¿A DÓNDE VAN LOS PUEBLOS ORIGINARIOS? / 329
En la coyuntura de un fin sexenal significativo para la experiencia política del país, marcado por una polarización ideológica estridente y no siempre sensata, y un caudal de sufragios que cimienta una evidente mayoría partidaria, se necesitan reflexiones críticas, no sólo recuentos apologéticos. En medio del triunfalismo oficial, no ha sido fácil la relación del régimen con los movimientos sociales, que la formalidad partidaria desestima y la derecha teme hoy como siempre.
Nada será suficiente para negar el impacto y la importancia ciudadana de las protestas feministas recientes; de las propuestas, protestas y acciones prácticas de los defensores del territorio y el medio ambiente; el incesante clamor nacional por los desaparecidos, los feminicidios y la vida en zozobra que causan los grupos criminales en nuestras dos fronteras y el país comprendido entre ellas. Quizás no rebosan plazas ni atiborran urnas, mas ello no impide que tengan razón, aunque irriten o desentonen. Hablan y luchan desde la realidad, independientemente de su tamaño o su utilidad propagandística.
··········
Ejercicios por resolver:
1. Transcribe del texto de lectura el pasaje que va desde "Nada será suficiente" hasta "su utilidad propagandística.".
2. Por favor, reescribe en forma de lista el párrafo del texto de lectura que empieza con "Nada será suficiente", conservando sus datos principales.
3. Escribe la continuación del texto de lectura sobre el régimen y los movimientos sociales, a partir de su última oración.

Datos:
··········
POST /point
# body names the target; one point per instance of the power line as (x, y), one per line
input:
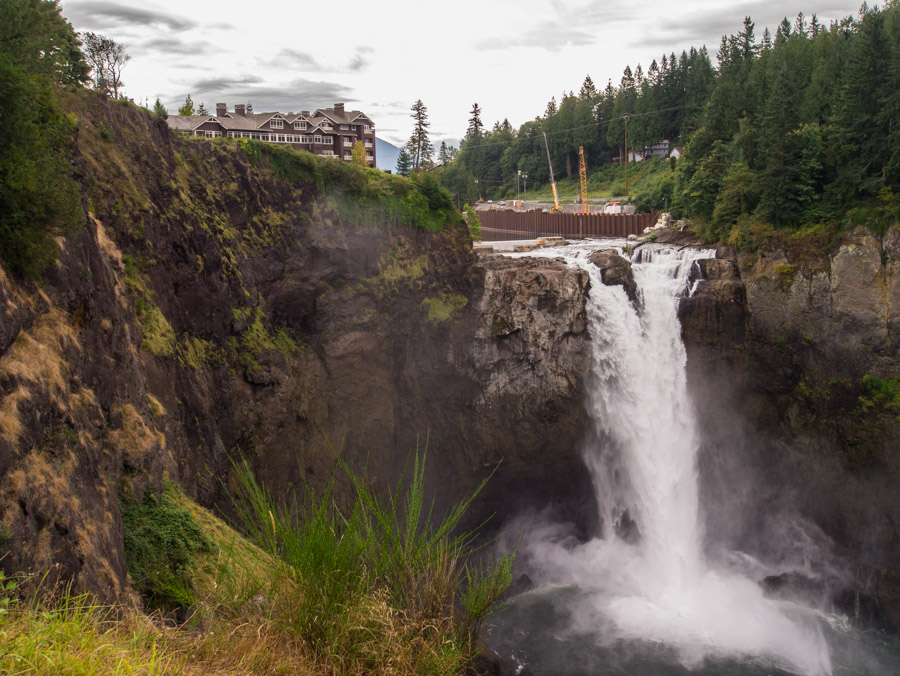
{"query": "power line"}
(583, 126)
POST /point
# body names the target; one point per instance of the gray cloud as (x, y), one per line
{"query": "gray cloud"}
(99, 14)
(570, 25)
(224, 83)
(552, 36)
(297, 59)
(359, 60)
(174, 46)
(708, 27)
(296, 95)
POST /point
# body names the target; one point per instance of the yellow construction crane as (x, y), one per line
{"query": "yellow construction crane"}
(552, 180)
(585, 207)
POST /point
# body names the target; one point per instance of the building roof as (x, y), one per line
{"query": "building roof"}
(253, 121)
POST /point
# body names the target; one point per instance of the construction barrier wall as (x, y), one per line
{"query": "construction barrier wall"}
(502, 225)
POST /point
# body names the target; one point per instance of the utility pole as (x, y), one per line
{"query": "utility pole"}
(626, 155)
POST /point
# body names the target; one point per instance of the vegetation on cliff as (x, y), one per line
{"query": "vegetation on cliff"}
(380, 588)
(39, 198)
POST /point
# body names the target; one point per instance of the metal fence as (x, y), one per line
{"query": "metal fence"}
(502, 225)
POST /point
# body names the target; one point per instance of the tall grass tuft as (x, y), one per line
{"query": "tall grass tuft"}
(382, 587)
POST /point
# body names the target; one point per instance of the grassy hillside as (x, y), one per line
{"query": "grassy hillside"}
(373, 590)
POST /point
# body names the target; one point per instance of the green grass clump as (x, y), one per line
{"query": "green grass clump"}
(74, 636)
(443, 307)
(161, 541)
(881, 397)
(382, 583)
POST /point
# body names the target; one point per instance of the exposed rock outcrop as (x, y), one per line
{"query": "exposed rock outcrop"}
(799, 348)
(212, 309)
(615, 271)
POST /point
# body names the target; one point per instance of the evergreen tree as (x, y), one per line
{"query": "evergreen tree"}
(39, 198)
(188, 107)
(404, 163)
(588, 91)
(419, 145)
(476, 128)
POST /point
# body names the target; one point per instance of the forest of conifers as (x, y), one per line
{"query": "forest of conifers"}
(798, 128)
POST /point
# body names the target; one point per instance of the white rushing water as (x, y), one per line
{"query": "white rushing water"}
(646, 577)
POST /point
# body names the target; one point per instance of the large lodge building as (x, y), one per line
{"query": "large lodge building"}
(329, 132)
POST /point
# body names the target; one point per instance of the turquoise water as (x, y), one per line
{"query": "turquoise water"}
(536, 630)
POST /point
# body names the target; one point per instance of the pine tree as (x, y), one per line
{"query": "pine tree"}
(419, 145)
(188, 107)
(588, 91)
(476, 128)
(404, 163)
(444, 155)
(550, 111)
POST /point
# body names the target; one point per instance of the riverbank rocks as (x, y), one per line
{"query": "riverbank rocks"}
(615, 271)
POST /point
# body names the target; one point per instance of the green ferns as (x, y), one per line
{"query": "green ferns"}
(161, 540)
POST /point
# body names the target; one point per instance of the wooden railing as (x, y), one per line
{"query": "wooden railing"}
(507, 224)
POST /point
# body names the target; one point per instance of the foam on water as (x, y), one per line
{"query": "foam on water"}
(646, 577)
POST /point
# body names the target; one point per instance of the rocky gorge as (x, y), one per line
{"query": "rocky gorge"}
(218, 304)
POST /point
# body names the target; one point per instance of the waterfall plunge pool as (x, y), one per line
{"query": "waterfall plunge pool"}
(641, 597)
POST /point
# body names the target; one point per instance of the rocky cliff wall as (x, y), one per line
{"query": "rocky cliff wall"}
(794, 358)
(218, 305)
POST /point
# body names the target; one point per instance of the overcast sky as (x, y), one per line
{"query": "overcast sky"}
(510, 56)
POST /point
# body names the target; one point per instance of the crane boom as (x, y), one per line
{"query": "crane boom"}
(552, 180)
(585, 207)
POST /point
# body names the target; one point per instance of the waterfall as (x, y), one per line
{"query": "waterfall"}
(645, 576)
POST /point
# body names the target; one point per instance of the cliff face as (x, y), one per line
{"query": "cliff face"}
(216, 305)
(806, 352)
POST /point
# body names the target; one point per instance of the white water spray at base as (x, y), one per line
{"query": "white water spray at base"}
··········
Respuestas:
1.
Nada será suficiente para negar el impacto y la importancia ciudadana de las protestas feministas recientes; de las propuestas, protestas y acciones prácticas de los defensores del territorio y el medio ambiente; el incesante clamor nacional por los desaparecidos, los feminicidios y la vida en zozobra que causan los grupos criminales en nuestras dos fronteras y el país comprendido entre ellas. Quizás no rebosan plazas ni atiborran urnas, mas ello no impide que tengan razón, aunque irriten o desentonen. Hablan y luchan desde la realidad, independientemente de su tamaño o su utilidad propagandística.

2.
- Es innegable el impacto y la importancia ciudadana de las protestas feministas recientes.
- Lo mismo ocurre con las propuestas, protestas y acciones prácticas de los defensores del territorio y el medio ambiente.
- También con el incesante clamor nacional por los desaparecidos, los feminicidios y la zozobra que causan los grupos criminales en las dos fronteras y en el país entre ellas.
- Quizá no llenan plazas ni urnas, y aunque irriten o desentonen, tienen razón.
- Hablan y luchan desde la realidad, sin importar su tamaño ni su utilidad propagandística.

3.
El amplio espectro cultural y social de los movimientos indígenas, a veces no más grandes que una comunidad o una pequeña región, ha generado vida y resistencia ante los embates del desarrollismo y el extractivismo capitalista. Como reconocen diversos comentaristas (algunos de ellos en este número de Ojarasca), el gobierno actual ha contado con el respaldo de muchísimas organizaciones y comunidades (ciertamente no todas) que se reconocen como indígenas.
La relevancia histórica conquistada por éstos en las últimas décadas no fue ignorada por el actual gobierno. Todo lo contrario, colocó “lo indígena” (casi siempre asociándolo con “los pobres”) en el centro de su discurso y sus acciones sociales mediante programas asistencialistas y productivistas no siempre innocuos, grandes obras de comunicación e infraestructura en sus territorios, destacadamente los megaproyectos, que en su carácter mega rebasan con mucho los intereses, necesidades y anhelos de las comunidades originarias, estelares en el discurso y las imágenes, pero accesorias a la hora de tomar decisiones.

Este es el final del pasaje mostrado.